» **Problem to work on**: Rewrite the records from their start through the line containing "[1,415,127,757]", with the requests included, and shift every bounding-box coordinate in the answers up by 124. Give only those lines.

» **Extracted records**:

^^^^^^^^^^^^^^^^

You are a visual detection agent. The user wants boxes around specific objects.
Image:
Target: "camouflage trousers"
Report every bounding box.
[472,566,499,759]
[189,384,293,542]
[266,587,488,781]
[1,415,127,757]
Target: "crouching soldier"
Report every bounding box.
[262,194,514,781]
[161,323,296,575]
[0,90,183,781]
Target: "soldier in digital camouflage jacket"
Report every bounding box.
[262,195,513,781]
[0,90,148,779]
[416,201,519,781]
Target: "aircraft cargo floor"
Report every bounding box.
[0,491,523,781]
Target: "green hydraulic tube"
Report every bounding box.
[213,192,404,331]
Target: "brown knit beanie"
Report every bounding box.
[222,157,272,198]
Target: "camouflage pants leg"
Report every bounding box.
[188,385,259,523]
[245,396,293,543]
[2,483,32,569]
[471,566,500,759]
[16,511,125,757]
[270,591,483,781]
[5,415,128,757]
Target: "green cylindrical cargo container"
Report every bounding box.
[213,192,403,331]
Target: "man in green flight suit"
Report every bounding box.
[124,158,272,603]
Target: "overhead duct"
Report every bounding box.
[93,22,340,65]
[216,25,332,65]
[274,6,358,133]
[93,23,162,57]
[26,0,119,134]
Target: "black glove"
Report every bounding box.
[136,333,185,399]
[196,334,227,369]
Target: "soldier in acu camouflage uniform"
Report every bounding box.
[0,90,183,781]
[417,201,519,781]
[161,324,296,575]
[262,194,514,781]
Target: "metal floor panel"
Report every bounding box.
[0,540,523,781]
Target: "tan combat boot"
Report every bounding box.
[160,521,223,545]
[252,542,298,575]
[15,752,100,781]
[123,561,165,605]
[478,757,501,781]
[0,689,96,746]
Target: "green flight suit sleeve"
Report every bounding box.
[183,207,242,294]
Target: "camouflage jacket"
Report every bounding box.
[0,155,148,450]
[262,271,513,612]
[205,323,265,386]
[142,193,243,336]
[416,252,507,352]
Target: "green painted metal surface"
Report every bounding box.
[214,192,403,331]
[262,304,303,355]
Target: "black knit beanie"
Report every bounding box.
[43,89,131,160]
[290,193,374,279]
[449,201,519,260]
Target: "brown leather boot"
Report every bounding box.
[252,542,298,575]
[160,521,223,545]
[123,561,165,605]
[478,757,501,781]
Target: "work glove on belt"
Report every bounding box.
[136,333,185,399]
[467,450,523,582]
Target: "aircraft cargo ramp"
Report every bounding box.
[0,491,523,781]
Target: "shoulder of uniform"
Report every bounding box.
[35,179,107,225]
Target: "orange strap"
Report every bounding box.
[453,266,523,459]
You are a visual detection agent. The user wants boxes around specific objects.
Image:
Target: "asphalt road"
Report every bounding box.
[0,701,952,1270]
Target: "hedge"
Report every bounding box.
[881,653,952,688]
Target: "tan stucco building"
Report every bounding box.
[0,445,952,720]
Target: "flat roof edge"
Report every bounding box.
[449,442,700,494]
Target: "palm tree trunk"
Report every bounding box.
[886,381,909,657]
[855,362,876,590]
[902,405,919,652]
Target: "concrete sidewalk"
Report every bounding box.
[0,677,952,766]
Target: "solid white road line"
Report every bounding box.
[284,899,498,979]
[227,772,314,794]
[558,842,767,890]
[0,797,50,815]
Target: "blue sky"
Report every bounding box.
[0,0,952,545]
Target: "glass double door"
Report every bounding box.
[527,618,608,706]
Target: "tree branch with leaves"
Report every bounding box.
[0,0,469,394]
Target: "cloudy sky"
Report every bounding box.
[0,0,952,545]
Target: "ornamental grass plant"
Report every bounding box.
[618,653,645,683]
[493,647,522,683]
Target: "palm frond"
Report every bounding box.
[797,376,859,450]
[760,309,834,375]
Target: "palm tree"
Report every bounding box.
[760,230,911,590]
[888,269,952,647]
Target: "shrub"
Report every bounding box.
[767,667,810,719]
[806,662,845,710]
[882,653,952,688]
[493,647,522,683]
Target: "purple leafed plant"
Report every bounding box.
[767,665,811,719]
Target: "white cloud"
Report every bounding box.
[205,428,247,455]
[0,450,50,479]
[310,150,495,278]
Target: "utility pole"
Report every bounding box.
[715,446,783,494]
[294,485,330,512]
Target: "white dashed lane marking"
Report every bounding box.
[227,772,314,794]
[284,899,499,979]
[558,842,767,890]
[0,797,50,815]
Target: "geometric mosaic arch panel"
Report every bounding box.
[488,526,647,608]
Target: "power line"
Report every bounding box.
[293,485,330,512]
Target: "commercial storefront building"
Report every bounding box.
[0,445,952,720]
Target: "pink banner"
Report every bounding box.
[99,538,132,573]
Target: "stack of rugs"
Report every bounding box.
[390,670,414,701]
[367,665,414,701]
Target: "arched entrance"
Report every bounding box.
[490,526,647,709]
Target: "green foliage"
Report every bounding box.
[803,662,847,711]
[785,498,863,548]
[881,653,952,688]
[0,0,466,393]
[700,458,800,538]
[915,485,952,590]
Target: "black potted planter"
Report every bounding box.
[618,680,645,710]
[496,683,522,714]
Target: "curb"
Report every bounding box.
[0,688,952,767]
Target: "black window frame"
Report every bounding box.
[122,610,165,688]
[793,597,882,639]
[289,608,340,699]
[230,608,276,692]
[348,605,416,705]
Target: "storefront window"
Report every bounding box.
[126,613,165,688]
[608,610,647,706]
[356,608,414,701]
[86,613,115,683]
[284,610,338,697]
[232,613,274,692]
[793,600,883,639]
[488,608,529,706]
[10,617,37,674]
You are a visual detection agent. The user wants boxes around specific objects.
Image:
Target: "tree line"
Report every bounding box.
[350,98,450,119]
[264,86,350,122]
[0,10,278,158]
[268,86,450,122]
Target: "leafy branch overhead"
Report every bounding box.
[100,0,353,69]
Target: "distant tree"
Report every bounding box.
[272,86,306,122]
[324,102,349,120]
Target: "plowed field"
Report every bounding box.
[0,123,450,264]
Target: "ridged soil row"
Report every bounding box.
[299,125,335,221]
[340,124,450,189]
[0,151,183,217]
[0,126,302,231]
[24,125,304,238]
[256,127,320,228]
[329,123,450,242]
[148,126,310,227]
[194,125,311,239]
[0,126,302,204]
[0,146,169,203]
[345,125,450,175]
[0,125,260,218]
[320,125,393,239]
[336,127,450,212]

^^^^^^^^^^^^^^^^

» **Response**:
You are a visual detection agent. The user wants boxes around specific objects.
Image:
Target: "camouflage trousers"
Report every bounding box.
[596,690,623,883]
[313,508,417,666]
[390,711,612,905]
[125,539,251,881]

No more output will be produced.